TASK TO CARRY OUT |
Continue the passage on bagging for predicting Lyme disease risk, starting right after its last sentence.

SOURCE DOCUMENT |
══════════
RT-75

14th International Congress
THE "NEW FRONTIERS"
OF ARRHYTHMIAS 2000

Jan. 29 - Feb. 5, 2000
Marilleva, Trento, Italy

RT-75

Bagging as a predictive method for landscape epidemiology of Lyme disease

Cesare Furlanello, Stefano Merler, Annapaola Rizzoli*, Claudio Chemini*, Claudio Genchi**.
ITC-IRST, Trento, *Centro di Ecologia Alpina, Trento, **Institute of General Pathology and Parassitology, Veterinary Medicine, MilanoUniversity, Italy

Bagging classification trees for predictive risk modeling

A statistical procedure called bagging (for Bootstrap AGGregatING) has recently been proposed for combining an ensemble of predictive models25. The key idea is to grow many versions of the same predictor over resampled versions of the data set L available for model development. Given this learning set L=(yn,xn)n=1,...,N, of N observations, where the yn are the class labels and the xn are the multivariate vectors of predictor variables, assume there exists a procedure to develop from L a model f (x, L) for predicting class y of a generic and possibly unseen vector x. When small changes in L can result in large changes in the classification model f, future classification is improved by using a combination of different f (x, Lb), each developed on a different learning set Lb. The output of the bagged classifier fB(x) is defined by voting, i.e. the class receiving the most votes (if Nj=#{b; f (x, Lb)=j}, fB (x)=argmaxj Nj), or by the average in the case of regression models. Additional data is not required: the replicate learning sets Lb are obtained as bootstrap samples of L, i.e. data sets of N cases drawn at random, but with replacement, from L.
══════════
GIVEN DATA |
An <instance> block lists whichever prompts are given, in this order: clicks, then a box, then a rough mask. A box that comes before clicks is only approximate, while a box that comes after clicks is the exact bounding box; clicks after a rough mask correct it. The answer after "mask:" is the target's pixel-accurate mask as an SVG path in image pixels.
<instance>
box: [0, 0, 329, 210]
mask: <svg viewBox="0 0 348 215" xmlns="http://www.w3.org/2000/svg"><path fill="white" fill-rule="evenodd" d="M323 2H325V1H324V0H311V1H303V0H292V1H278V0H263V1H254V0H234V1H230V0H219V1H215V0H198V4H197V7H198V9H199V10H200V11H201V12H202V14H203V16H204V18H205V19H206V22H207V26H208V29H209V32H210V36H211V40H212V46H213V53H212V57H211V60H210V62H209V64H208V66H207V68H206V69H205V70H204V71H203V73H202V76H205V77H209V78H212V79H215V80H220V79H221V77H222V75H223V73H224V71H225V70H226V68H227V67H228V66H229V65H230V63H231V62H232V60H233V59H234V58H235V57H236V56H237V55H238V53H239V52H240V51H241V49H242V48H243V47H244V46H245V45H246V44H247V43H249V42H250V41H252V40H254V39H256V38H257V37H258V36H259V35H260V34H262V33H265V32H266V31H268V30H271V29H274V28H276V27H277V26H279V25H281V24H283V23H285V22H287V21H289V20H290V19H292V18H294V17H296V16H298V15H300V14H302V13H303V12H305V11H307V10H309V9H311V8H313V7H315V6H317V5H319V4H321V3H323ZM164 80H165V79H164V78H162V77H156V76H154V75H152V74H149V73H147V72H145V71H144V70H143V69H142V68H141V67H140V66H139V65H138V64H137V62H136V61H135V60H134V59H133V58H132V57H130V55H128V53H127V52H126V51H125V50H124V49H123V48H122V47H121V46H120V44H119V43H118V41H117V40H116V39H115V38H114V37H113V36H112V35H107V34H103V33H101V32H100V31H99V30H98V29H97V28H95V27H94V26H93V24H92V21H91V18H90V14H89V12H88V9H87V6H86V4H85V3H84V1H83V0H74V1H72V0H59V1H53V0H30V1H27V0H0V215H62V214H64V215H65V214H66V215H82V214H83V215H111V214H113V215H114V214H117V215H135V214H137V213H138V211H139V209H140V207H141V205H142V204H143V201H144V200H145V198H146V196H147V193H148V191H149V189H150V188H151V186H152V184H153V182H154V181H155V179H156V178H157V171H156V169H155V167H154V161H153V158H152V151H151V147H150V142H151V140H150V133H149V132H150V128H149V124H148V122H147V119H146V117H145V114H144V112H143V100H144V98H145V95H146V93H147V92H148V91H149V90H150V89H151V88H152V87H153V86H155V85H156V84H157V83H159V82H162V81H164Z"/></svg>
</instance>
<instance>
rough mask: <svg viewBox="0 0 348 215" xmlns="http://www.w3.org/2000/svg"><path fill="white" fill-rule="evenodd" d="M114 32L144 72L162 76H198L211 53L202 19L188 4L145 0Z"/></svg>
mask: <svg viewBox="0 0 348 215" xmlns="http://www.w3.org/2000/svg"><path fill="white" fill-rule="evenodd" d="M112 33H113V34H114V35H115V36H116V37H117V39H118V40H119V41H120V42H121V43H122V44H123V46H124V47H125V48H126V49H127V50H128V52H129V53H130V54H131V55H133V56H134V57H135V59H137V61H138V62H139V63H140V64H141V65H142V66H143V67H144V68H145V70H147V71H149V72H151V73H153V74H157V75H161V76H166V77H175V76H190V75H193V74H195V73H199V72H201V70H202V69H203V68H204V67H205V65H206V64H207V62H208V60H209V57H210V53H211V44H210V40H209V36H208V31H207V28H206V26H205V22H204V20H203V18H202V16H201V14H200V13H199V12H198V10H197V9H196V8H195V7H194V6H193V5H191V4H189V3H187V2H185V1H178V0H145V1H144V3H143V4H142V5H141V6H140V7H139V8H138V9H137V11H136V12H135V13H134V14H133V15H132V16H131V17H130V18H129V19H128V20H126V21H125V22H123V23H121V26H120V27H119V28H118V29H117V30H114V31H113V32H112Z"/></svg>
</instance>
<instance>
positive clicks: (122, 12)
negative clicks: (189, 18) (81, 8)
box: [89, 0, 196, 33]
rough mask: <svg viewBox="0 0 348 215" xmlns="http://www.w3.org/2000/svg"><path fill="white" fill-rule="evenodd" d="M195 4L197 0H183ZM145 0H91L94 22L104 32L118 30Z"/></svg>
══════════
TASK RESULT |
The bagging process is illustrated in figure 1. The technique can reduce output variability and, thus, induce a surprisingly large reduction in error rates, which is especially due to the use of recursive partitioning procedures (or tree-based classifiers) which have low bias but a dependence on the training data. A single classification tree is not only appropriate for modeling phenomena described by both discrete and continuous variables, but also yields a simple representation of the model. The bagging procedure, in which output is obtained by voting or averaging, can reduce the error variability on novel data, however it generally produces models of less immediate interpretation. In our landscape epidemiology problem, the model outputs constitute a digital map: the use of a geographical information system (GIS) as an interface thus eliminates the problem of the interpretation of bagged models.

 

Fig. 1: The general bagging procedure.